• _Available records_
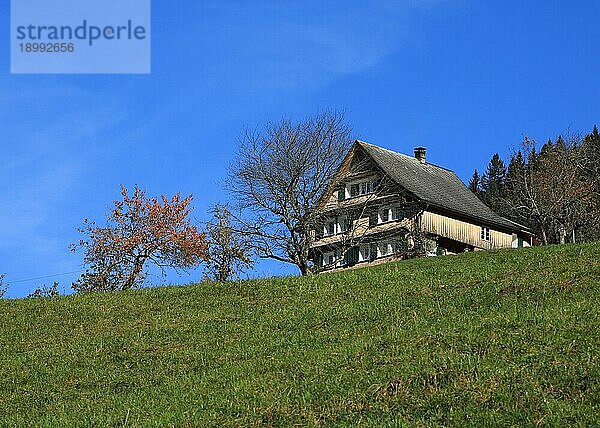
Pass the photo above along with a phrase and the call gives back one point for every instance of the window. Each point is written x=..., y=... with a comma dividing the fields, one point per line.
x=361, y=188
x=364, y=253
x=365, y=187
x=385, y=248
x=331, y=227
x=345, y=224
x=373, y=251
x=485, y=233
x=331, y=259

==

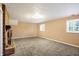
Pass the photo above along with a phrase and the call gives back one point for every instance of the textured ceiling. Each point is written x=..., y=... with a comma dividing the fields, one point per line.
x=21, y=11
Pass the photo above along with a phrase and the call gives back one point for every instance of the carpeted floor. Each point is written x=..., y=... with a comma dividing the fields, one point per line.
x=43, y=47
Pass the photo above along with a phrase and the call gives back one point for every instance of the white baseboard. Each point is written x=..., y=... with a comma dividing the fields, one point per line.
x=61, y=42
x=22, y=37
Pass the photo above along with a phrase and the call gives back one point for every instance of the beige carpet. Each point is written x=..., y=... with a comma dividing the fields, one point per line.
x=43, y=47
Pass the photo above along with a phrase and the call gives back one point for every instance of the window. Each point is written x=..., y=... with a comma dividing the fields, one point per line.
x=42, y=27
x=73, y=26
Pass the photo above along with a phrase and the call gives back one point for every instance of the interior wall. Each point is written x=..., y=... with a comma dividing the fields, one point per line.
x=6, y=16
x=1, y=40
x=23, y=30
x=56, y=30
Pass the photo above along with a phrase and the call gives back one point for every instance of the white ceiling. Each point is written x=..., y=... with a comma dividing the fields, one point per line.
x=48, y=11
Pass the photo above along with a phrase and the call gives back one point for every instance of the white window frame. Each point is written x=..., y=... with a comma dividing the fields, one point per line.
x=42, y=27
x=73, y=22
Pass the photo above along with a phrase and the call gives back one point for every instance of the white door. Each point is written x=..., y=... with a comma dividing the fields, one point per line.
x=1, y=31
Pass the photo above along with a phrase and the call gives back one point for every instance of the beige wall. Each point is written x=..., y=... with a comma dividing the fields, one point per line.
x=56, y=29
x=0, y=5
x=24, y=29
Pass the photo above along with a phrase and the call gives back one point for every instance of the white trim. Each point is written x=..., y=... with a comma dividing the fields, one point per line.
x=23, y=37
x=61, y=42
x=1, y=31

* * *

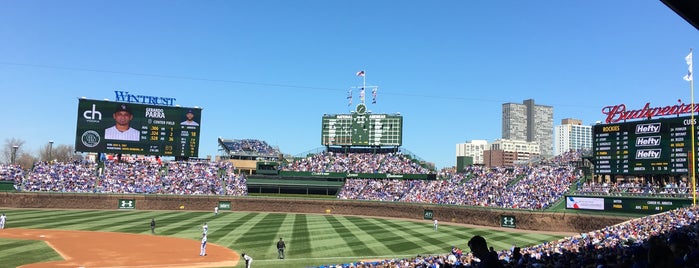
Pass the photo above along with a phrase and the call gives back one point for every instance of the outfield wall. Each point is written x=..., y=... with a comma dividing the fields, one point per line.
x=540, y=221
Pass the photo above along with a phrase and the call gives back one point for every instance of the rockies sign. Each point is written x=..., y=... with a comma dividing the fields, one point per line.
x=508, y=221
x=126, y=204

• _What is expected_
Copy, without any change, the lines from the one containing "of the outfield" through the one containing "x=126, y=204", both included.

• _Solution to this task_
Pass the photo above along with a phrase and the call gives back one point for every instance of the outfield wall. Each point is written x=..., y=... with a comma dividing the fields, one point per line.
x=540, y=221
Pass the photo above along with a phrase and the call gives back one point for every instance of the rockies sign. Each point is written x=..., y=... with a comma dividing the fields, one point per line.
x=508, y=221
x=126, y=204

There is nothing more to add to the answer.